(WHAT IS NEEDED): Report every line from the following entries that contains the string "instance".
┌──
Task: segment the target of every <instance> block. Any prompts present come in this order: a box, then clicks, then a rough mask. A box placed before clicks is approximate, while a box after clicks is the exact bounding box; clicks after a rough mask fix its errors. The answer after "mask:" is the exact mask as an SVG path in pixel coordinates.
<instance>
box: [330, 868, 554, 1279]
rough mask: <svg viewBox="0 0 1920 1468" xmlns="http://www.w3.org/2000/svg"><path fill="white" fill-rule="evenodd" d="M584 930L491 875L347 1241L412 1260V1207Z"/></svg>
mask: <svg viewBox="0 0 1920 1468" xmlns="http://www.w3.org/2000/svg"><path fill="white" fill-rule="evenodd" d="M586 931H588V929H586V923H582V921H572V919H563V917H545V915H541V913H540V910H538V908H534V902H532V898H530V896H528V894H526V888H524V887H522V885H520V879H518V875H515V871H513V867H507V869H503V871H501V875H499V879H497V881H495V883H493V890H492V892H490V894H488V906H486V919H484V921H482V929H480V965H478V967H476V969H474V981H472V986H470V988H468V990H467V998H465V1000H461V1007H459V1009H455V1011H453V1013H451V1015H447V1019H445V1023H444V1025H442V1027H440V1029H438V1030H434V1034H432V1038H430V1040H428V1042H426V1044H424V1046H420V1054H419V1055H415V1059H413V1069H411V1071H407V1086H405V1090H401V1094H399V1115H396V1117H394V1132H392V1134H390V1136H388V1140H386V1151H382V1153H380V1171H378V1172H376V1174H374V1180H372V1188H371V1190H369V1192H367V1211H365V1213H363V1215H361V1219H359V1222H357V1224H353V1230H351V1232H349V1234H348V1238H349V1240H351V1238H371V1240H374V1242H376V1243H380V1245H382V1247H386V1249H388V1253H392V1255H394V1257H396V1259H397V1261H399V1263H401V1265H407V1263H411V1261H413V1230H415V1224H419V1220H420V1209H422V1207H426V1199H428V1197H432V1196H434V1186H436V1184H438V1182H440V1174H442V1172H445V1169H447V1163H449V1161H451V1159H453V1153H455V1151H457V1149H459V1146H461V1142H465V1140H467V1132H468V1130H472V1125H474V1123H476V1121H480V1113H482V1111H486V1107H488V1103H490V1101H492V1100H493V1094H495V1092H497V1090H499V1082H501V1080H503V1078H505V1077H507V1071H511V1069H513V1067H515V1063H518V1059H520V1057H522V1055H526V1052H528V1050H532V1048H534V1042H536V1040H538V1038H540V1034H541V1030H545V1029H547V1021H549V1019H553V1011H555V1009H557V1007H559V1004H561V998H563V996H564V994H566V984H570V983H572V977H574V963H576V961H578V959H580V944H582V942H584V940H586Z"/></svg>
└──
(TASK RESULT):
Task: segment the target of every <instance> block. Any prompts present come in this order: a box, then clicks, then a rough mask. A box placed before clicks is approximate, while a box after clicks is the exact bounding box; clicks after a rough mask fix its errors. The answer after "mask:" is the exact mask as an SVG path in pixel coordinates.
<instance>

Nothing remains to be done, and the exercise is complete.